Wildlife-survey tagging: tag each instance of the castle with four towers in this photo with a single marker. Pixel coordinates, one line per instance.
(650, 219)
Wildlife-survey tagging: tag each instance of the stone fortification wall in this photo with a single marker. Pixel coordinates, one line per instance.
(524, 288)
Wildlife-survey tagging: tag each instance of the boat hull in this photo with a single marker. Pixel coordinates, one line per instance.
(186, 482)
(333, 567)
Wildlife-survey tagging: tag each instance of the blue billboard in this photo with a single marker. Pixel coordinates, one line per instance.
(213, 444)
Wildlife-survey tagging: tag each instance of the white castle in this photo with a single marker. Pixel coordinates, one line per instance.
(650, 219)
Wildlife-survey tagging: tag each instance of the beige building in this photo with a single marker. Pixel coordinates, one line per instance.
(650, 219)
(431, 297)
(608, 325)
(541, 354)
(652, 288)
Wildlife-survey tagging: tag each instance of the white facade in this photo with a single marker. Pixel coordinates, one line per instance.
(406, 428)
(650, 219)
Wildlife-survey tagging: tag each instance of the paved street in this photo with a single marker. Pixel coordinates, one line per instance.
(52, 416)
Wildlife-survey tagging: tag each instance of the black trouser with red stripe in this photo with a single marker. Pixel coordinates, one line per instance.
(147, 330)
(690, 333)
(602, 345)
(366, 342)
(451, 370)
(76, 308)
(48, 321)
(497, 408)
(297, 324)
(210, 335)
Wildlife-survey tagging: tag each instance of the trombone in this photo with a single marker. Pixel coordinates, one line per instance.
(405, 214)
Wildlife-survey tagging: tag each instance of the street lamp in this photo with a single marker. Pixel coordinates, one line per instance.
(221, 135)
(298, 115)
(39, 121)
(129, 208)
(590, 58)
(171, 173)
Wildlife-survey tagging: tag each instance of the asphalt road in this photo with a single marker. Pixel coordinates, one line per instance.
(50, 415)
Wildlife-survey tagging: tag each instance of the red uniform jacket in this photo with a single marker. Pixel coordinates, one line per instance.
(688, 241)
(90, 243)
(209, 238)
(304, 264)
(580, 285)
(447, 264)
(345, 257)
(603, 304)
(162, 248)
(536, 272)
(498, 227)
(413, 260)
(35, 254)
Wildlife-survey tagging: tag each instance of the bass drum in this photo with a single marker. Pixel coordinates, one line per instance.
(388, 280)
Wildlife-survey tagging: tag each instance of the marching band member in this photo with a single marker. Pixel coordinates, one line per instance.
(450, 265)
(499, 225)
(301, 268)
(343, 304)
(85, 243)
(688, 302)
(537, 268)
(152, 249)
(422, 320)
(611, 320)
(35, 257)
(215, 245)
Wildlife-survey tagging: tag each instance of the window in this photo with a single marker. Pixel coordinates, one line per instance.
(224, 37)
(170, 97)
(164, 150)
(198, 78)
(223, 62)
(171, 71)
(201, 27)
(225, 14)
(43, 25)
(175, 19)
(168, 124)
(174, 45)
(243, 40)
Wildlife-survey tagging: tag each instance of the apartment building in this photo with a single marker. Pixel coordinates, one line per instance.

Given task: Only the lines from the one that contains "Wildlife-survey tagging: tag each instance of the red" to the end of the entries above should be given again, exactly and in full.

Written solution:
Wildlife-survey tagging: tag each instance of the red uniform jacket in this photo with a single marker. Pixel coordinates, one line per instance.
(688, 241)
(90, 243)
(209, 238)
(304, 264)
(580, 285)
(447, 264)
(345, 257)
(603, 304)
(162, 248)
(536, 272)
(498, 227)
(413, 260)
(35, 254)
Wildlife-survey tagging: tag each instance of the bass drum in this photo with a single marker. Pixel coordinates, one line per instance.
(388, 280)
Wildlife-survey tagging: tag each instance of the marching band member in this photo with a single marker. Pixel coordinates, one line per instance.
(450, 265)
(499, 225)
(301, 268)
(343, 304)
(85, 243)
(688, 302)
(537, 268)
(152, 249)
(422, 320)
(611, 320)
(35, 257)
(215, 245)
Wildlife-survey tagging: tag each instance of the window in this photo with a single marker. Pixel coordinates, one line per instance.
(224, 37)
(170, 97)
(164, 150)
(198, 78)
(223, 62)
(171, 71)
(201, 27)
(225, 14)
(43, 25)
(175, 19)
(168, 124)
(174, 45)
(243, 40)
Wildlife-survey tagging: tag each instance of the apartment building in this photo with a single marker. Pixel coordinates, one line per instance.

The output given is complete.